▸ Text segment
13.              A significant sector of the caravan site market consists of offering pitches on a seasonal or annual basis.  For sites that are open all year, clearly it is difficult for local planning authorities to identify with absolute precision whether they are at risk of having unintentionally acquiesced to certain pitches becoming established as all year residences, as opposed to the caravans being used purely for recreational purposes.  Rather than impose provisions via site licensing, which will place considerable burdens upon operators and require prying into occupiers’ private affairs, thus undermining the relationship between operators and occupiers, operators could simply be required to notify the planning authority at any time during the next 12 months if any caravan pitches (as opposed to caravans in order to reflect the planning relevance) have been occupied for equal to or more than a full calendar year.  If they fail to do so,  the relevant calendar year’s occupancy shall be deemed to be incapable of being taken into account for the purposes of the 1991 amendment to S171 of the Town & Country Planning Act 1990 (relating to planning uses becoming established after 10 years’ uninterrupted enjoyment).

▸ Task requirements
Write the next part of the passage on caravan pitch occupancy and planning rules, picking up after its final sentence. The items have no connection to the passage on caravan pitch occupancy.

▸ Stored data
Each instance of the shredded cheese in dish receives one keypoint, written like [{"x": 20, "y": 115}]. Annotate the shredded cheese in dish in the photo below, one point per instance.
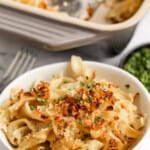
[{"x": 72, "y": 113}]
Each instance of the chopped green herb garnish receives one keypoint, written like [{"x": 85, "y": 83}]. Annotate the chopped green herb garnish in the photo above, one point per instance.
[
  {"x": 87, "y": 135},
  {"x": 31, "y": 89},
  {"x": 89, "y": 84},
  {"x": 138, "y": 64},
  {"x": 99, "y": 117},
  {"x": 127, "y": 86},
  {"x": 81, "y": 83},
  {"x": 88, "y": 100},
  {"x": 80, "y": 122},
  {"x": 61, "y": 98},
  {"x": 77, "y": 98},
  {"x": 105, "y": 98},
  {"x": 43, "y": 101},
  {"x": 65, "y": 82},
  {"x": 47, "y": 148},
  {"x": 33, "y": 107},
  {"x": 50, "y": 126},
  {"x": 40, "y": 93},
  {"x": 96, "y": 121},
  {"x": 59, "y": 86}
]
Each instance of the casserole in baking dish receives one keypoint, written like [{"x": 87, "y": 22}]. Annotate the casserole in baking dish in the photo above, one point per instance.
[{"x": 55, "y": 31}]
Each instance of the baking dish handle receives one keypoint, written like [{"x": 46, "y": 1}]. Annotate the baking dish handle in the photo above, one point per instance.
[{"x": 50, "y": 34}]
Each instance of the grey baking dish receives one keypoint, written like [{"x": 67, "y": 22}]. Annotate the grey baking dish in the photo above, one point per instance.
[{"x": 57, "y": 32}]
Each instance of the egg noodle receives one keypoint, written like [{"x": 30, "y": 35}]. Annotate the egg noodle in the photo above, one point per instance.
[{"x": 71, "y": 113}]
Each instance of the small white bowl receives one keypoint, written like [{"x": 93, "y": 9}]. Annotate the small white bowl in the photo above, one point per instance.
[{"x": 103, "y": 71}]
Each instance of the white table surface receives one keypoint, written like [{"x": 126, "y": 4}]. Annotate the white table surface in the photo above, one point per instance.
[{"x": 9, "y": 45}]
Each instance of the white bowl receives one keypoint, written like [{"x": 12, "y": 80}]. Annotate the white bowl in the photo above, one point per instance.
[{"x": 103, "y": 71}]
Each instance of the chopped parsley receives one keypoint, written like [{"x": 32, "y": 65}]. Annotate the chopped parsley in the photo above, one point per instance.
[
  {"x": 81, "y": 83},
  {"x": 87, "y": 135},
  {"x": 47, "y": 148},
  {"x": 88, "y": 100},
  {"x": 40, "y": 93},
  {"x": 61, "y": 98},
  {"x": 138, "y": 64},
  {"x": 89, "y": 84},
  {"x": 65, "y": 82},
  {"x": 80, "y": 122},
  {"x": 43, "y": 101},
  {"x": 33, "y": 107},
  {"x": 97, "y": 119},
  {"x": 77, "y": 98},
  {"x": 127, "y": 86}
]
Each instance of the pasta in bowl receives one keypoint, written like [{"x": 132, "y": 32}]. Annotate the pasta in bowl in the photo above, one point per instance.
[{"x": 75, "y": 106}]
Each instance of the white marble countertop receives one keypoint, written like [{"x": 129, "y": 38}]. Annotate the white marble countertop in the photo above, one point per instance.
[{"x": 9, "y": 45}]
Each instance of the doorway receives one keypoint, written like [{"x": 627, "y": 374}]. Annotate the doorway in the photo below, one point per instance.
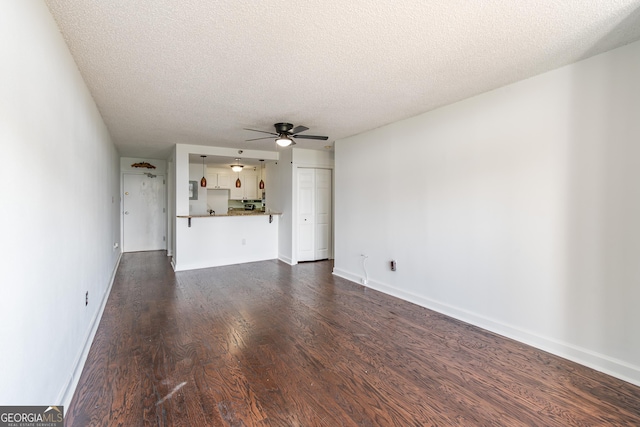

▸ Exercise output
 

14.              Site licensing is already adequately dealt with under the 1960 Act.   Similarly, licensing authorities are free to apply Model Standards or their own criteria.   If the legislature feels it should be more prescriptive, then this can be quite adequately dealt with by revising Model Standards.

 

15.              With regard to Part 1, Paragraph 16, whilst licensing authorities should be entitled (and indeed required – thus reflecting the annual licence fee) to inspect sites once a year, it would be iniquitous for the goal posts to be capable of being altered even at 5-yearly intervals.  This highlights the subtle difference between breaching conditions which have been entirely suitable in the past and, on the other hand, potentially rendering a business inoperable or unviable because the licensing authority wishes to change the conditions.  It is arguable that this should not even be possible upon a change of owner as this would be an unreasonable restraint on the transfer of businesses and undermine their value. It could be argued that a review of the licence conditions could be triggered by the implementing of planning permission for carrying out physical development.  In this way, traditional sites would continue to have a place, but operators wishing to develop their sites would need to comply with the authority’s latest standards. This would give operators the option of not developing any further.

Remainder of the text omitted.